- EXERCISE
Return the following data line for line, without changing anything.
[Start of PROVIDED INFORMATION]
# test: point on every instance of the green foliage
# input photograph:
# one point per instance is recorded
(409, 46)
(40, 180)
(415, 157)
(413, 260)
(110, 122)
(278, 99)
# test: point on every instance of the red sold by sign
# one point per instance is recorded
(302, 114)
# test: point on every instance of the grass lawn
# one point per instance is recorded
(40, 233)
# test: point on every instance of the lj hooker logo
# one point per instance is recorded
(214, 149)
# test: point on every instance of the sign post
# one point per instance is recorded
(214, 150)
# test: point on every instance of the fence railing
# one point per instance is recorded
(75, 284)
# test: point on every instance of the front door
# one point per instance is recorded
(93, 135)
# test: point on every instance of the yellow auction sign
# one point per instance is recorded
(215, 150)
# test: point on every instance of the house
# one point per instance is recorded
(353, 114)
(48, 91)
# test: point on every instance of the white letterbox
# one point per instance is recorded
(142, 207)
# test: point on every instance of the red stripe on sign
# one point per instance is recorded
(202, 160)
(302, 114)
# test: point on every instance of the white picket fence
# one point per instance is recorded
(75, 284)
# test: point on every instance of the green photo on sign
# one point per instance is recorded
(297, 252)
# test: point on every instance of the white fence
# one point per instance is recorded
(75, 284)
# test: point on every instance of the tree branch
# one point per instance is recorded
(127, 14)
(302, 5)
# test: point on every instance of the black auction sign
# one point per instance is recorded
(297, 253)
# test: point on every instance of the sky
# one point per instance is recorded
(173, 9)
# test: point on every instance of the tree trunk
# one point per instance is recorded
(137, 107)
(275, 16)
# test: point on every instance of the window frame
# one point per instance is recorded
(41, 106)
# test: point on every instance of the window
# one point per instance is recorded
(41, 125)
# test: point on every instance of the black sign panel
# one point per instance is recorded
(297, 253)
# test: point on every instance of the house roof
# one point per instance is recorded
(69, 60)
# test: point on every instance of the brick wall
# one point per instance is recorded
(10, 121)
[End of PROVIDED INFORMATION]
- THE REPLY
# test: point on every instance of the green foliage
# input photograph:
# one point per instance is recorded
(409, 46)
(40, 180)
(415, 157)
(413, 260)
(110, 122)
(278, 99)
# test: point on every instance of the red sold by sign
# one point per instance is recorded
(302, 114)
# test: point on every instance of the grass lawn
# one point per instance is recorded
(40, 233)
# test: point on every instance of the lj hooker logo
# one point per instance is recorded
(214, 149)
# test: point on every instance of the sign post
# one point per instance is recorded
(214, 150)
# test: point on every instance of the fence railing
# one point per instance is recorded
(75, 284)
# test: point on every instance of the front door
# one point per instance is recorded
(93, 135)
# test: point on every instance of the yellow auction sign
# one point per instance is recorded
(215, 150)
# test: point on every instance of the house
# one point per instance is recorded
(353, 114)
(48, 91)
# test: point on every instance of the white letterbox
# one point per instance is recorded
(142, 207)
# test: point on every instance of the red stripe on sign
# one point per instance is recorded
(202, 160)
(302, 114)
# test: point on every instance of the white picket fence
# one point per instance is recorded
(75, 284)
# test: point on every instance of the green photo on sign
# one point per instance is recorded
(297, 252)
# test: point on every instance of the white fence
# one point per instance is recorded
(75, 284)
# test: point on every instance of the tree branch
# one point per instance is recorded
(127, 14)
(302, 5)
# test: point on every instance of the black auction sign
# one point per instance is recorded
(297, 253)
# test: point on every instance of the sky
# one point per instance is recorded
(173, 9)
# test: point on every instance of the tree trunk
# one point per instance is recorded
(137, 107)
(275, 16)
# test: point on every instance of the window frame
# one point per instance is recorded
(41, 106)
# test: point on every instance of the window
# one point per instance is recorded
(41, 125)
# test: point on every instance of the black sign panel
# one point per instance is recorded
(297, 253)
# test: point on every instance of the house roof
# one point per instance is recorded
(69, 60)
# test: point on every instance of the brick wall
# one point per instance is recorded
(10, 121)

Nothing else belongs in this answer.